■ **Text segment**:
FIG. 6 is a sectional view schematically illustrating the display apparatus according to a second modification;

FIG. 7 is a sectional view schematically illustrating the display apparatus according to a third modification; and

FIG. 8 is a sectional view schematically illustrating the display apparatus according to a fourth modification.

DETAILED DESCRIPTION

Exemplary aspects (embodiments) to embody the present disclosure are described below in greater detail with reference to the accompanying drawings. The contents described in the embodiments below are not intended to limit the present disclosure. Components described below include components easily conceivable by those skilled in the art and components substantially identical therewith. Furthermore, the components described below may be appropriately combined. What is disclosed herein is given by way of example only, and appropriate modifications made without departing from the spirit of the present disclosure and easily conceivable by those skilled in the art naturally fall within the scope of the present disclosure. To simplify the explanation, the drawings may illustrate the width, the thickness, the shape, and other elements of each unit more schematically than an actual aspect. These elements, however, are given by way of example only and are not intended to limit interpretation of the present disclosure. In the present disclosure and the drawings, components similar to those previously described with reference to previous drawings are denoted by like reference numerals, and detailed explanation thereof may be appropriately omitted.

■ **Work instruction a**:
According to the display apparatus text, what does FIG. 7 show?
The display apparatus text and the records below it have no connection to each other.

■ **Task data**:

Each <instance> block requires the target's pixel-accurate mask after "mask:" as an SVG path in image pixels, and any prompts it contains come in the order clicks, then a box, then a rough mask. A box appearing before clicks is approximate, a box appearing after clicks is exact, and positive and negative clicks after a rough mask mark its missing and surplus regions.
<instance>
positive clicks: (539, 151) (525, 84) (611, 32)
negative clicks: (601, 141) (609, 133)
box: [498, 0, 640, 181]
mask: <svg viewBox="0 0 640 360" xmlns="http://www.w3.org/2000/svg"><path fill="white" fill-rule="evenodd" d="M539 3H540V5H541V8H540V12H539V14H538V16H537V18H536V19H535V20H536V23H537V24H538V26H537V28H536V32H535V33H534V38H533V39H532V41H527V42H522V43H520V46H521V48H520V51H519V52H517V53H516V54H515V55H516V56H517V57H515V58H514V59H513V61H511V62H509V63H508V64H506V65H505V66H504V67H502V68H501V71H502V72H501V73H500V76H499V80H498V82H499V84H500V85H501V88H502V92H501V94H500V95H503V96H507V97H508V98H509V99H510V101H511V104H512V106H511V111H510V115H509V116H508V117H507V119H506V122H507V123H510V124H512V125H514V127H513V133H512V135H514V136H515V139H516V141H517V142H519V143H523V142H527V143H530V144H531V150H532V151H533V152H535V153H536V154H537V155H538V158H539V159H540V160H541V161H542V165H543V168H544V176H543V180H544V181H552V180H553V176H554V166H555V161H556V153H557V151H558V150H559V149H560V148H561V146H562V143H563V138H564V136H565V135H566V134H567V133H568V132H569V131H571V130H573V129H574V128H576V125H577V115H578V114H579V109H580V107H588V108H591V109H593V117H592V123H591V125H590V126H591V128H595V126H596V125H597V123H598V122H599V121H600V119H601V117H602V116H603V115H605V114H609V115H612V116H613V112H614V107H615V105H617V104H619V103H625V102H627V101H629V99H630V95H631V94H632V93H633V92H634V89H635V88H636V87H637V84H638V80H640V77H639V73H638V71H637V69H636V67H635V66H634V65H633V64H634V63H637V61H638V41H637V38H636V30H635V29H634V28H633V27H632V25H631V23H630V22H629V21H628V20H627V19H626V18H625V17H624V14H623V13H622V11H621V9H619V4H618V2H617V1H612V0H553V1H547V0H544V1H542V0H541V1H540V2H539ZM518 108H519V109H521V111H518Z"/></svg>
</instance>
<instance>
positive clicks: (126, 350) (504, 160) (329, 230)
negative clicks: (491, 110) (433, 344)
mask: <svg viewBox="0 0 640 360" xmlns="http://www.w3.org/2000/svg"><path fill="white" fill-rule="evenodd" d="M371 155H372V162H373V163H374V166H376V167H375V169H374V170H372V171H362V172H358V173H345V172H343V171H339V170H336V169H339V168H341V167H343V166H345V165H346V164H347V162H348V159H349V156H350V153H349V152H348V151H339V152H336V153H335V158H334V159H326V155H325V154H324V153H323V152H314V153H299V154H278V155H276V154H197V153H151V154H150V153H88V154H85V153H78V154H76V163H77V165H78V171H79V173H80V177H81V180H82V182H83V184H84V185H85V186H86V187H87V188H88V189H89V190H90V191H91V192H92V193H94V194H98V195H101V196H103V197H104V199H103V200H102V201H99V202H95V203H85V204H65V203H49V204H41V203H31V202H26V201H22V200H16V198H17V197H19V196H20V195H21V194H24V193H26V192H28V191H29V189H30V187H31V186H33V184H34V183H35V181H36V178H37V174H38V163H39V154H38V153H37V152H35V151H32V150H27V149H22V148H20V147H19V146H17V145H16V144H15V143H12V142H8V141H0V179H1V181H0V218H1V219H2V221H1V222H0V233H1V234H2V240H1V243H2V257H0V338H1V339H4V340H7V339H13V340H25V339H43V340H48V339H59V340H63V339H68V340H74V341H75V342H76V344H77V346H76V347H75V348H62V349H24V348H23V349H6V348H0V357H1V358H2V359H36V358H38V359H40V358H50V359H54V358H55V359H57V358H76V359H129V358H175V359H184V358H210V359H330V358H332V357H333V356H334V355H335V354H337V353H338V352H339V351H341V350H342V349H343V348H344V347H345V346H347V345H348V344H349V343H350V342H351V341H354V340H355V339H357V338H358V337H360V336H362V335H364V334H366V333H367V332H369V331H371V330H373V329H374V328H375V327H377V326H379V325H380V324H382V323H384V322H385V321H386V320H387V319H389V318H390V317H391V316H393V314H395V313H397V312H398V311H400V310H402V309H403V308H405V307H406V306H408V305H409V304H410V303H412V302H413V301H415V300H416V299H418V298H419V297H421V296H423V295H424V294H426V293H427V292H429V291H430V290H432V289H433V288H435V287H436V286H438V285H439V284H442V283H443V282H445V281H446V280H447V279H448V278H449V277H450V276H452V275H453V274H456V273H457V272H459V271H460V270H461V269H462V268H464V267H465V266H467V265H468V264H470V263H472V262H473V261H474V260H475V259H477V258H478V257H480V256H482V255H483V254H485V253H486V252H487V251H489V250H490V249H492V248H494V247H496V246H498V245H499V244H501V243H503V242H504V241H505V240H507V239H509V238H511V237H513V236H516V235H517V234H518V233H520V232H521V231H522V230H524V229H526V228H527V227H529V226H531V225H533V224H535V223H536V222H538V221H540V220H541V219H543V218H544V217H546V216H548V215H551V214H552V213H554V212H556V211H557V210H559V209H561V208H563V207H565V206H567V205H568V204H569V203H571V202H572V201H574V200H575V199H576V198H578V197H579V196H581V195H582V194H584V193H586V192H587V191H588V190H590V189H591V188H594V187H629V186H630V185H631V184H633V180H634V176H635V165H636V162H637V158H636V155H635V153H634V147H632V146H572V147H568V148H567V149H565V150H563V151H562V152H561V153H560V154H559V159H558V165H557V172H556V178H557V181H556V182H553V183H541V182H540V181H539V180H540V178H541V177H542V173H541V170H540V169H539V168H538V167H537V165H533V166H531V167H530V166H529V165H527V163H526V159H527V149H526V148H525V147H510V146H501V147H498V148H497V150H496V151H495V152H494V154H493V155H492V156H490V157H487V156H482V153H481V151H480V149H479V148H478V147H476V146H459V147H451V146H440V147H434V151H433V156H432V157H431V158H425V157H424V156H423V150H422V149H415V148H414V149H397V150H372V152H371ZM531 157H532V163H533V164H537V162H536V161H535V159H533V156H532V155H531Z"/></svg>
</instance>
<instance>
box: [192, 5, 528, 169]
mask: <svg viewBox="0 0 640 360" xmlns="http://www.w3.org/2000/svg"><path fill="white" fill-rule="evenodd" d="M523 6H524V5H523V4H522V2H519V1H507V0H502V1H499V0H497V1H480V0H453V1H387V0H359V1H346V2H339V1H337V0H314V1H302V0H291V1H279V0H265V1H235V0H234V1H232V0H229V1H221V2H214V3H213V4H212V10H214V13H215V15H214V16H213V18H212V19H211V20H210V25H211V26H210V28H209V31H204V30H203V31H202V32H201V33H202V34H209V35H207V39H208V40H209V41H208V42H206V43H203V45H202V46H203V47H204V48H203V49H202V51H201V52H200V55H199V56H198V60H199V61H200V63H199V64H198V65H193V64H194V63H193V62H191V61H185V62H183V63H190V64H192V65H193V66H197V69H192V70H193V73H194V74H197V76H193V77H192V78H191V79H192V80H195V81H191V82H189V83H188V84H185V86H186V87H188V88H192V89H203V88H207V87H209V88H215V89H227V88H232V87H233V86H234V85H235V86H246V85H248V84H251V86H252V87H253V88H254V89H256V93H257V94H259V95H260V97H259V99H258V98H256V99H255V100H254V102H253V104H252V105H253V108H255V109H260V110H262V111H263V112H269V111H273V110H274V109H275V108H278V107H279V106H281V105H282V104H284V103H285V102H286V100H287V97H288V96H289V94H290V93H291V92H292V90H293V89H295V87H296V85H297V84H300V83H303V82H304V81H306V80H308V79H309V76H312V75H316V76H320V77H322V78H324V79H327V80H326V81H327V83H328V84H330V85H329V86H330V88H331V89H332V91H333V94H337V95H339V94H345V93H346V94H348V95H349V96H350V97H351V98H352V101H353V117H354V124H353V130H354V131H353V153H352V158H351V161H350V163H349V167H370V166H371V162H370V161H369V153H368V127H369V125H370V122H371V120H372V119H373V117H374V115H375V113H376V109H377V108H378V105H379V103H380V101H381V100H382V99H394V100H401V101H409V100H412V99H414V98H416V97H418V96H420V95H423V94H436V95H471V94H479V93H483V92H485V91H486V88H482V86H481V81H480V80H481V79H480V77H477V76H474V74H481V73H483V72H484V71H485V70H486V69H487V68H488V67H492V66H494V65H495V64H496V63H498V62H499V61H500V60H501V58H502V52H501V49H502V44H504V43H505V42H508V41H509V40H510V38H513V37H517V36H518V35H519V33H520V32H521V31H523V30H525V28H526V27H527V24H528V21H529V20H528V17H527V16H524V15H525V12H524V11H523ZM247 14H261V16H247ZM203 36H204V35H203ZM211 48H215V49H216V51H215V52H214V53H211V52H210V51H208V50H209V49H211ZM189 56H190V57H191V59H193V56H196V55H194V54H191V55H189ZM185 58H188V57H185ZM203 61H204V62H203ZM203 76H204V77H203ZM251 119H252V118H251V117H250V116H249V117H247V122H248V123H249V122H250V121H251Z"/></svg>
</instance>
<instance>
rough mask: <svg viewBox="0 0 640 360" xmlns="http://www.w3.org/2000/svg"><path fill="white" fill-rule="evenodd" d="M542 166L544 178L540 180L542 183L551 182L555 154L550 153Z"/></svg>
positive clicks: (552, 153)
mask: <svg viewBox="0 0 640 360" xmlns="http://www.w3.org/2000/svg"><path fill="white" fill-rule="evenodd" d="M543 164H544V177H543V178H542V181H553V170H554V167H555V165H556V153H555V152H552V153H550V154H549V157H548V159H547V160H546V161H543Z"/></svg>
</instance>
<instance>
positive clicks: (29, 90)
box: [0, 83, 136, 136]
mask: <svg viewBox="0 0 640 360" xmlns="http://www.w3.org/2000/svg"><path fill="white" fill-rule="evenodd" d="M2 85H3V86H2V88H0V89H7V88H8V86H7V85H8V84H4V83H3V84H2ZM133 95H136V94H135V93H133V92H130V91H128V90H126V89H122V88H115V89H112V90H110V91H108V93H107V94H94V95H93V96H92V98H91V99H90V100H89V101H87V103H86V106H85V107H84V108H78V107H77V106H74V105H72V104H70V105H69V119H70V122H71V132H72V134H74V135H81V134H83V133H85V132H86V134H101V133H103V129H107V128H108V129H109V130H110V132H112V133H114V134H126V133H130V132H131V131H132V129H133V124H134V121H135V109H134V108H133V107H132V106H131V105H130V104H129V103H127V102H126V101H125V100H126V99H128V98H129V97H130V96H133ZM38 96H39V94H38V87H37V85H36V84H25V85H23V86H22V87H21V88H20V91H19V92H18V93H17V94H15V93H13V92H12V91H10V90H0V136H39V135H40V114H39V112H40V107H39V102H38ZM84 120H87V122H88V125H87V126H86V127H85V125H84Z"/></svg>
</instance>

■ **Work instruction b**:
Print the lines of the records from the very start of the records through the line containing "box: [498, 0, 640, 181]", keeping both of those lines.

■ **Task solution a**:
A sectional view schematically illustrating the display apparatus according to a third modification.

■ **Task solution b**:
Each <instance> block requires the target's pixel-accurate mask after "mask:" as an SVG path in image pixels, and any prompts it contains come in the order clicks, then a box, then a rough mask. A box appearing before clicks is approximate, a box appearing after clicks is exact, and positive and negative clicks after a rough mask mark its missing and surplus regions.
<instance>
positive clicks: (539, 151) (525, 84) (611, 32)
negative clicks: (601, 141) (609, 133)
box: [498, 0, 640, 181]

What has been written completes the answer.